Emit a verbatim copy of the lines running from the line with "Spot the steel" through the end of the material below.
** Begin Records provided **
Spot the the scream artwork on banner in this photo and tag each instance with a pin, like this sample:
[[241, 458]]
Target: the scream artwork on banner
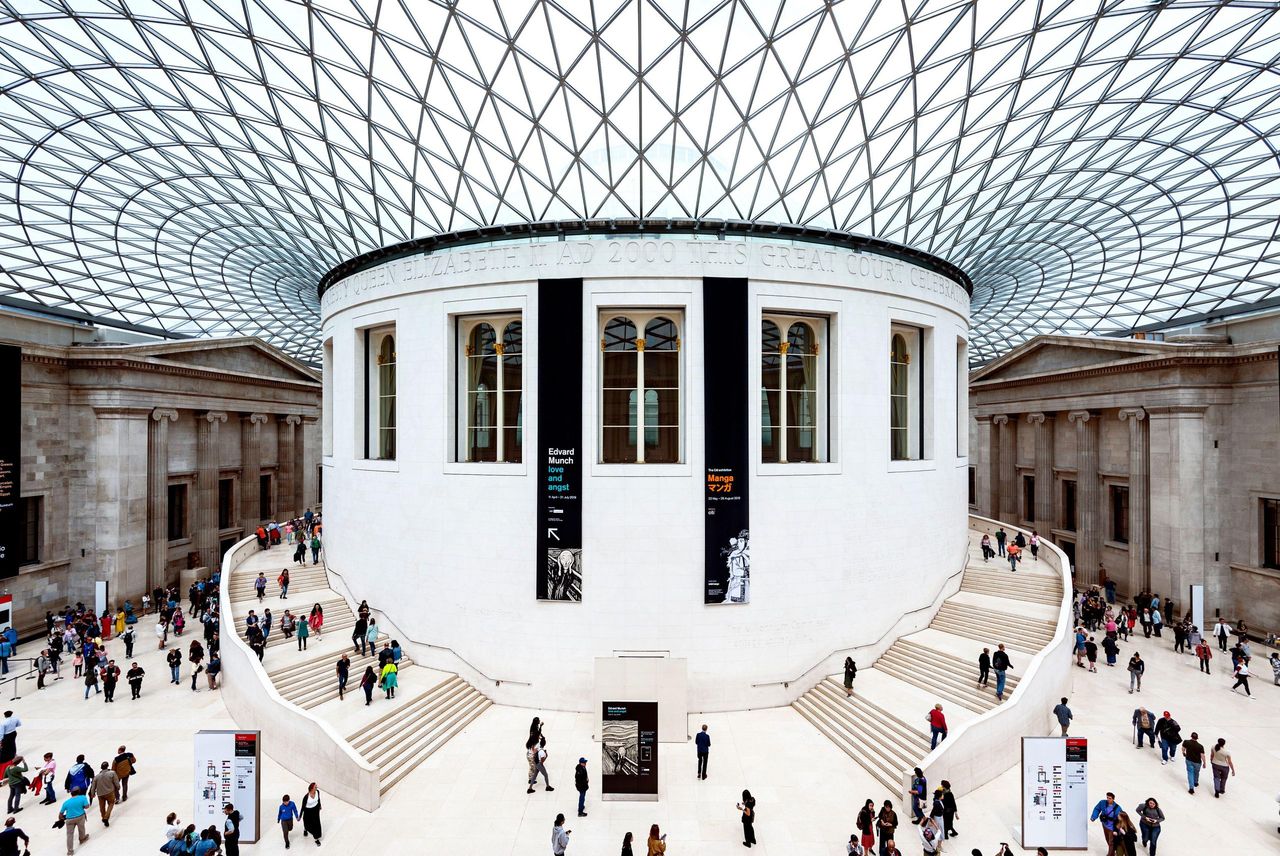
[[629, 750], [560, 439], [727, 562], [10, 459]]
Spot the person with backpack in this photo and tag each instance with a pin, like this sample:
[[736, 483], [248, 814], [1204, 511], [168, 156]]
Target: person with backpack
[[1170, 737], [1001, 664]]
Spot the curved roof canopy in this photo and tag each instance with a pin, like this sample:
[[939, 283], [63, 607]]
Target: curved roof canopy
[[197, 165]]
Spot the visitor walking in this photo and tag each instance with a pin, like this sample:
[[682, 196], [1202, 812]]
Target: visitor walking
[[1150, 819], [1136, 668], [73, 811], [1064, 715], [1242, 677], [1001, 664], [581, 783], [1221, 763], [919, 792], [1193, 751], [937, 727], [560, 837], [1106, 813], [286, 814], [748, 808], [311, 814], [703, 747]]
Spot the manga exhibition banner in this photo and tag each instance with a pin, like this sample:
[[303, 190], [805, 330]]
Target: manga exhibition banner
[[560, 439], [727, 563]]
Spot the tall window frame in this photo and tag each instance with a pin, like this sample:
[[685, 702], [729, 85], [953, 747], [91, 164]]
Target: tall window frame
[[794, 388], [489, 388], [906, 393], [380, 393], [641, 361]]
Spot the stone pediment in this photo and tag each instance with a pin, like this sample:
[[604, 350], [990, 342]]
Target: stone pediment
[[1048, 355], [238, 356]]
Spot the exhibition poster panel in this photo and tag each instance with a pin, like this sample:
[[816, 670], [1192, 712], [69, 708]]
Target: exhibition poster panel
[[227, 770], [1055, 792], [629, 749], [727, 562], [10, 459], [560, 439]]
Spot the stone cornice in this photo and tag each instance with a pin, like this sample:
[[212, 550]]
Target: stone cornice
[[1151, 364]]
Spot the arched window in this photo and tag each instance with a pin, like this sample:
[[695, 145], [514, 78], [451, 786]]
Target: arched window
[[387, 397], [790, 390], [636, 370], [493, 355], [905, 412]]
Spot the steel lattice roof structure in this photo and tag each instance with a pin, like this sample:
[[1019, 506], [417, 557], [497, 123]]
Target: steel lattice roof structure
[[197, 165]]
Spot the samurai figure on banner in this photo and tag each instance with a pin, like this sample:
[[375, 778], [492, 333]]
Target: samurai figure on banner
[[737, 559]]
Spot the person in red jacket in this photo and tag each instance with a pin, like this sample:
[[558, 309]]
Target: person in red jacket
[[937, 726]]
** End Records provided **
• The answer:
Spot the steel lattice roof structure in this photo and tag each instance with a pin, like this sample:
[[1019, 506], [417, 557], [497, 123]]
Target: steel lattice roof structure
[[197, 165]]
Spot the samurai figure on banner in this photo and tag each instance with a pin, like this sample:
[[375, 778], [492, 333]]
Target: samurai figure on banner
[[737, 559]]
Spot the person in red jacket in this photo and tag each instance with a pin, like this sample:
[[558, 309]]
Target: person in red jacket
[[937, 726]]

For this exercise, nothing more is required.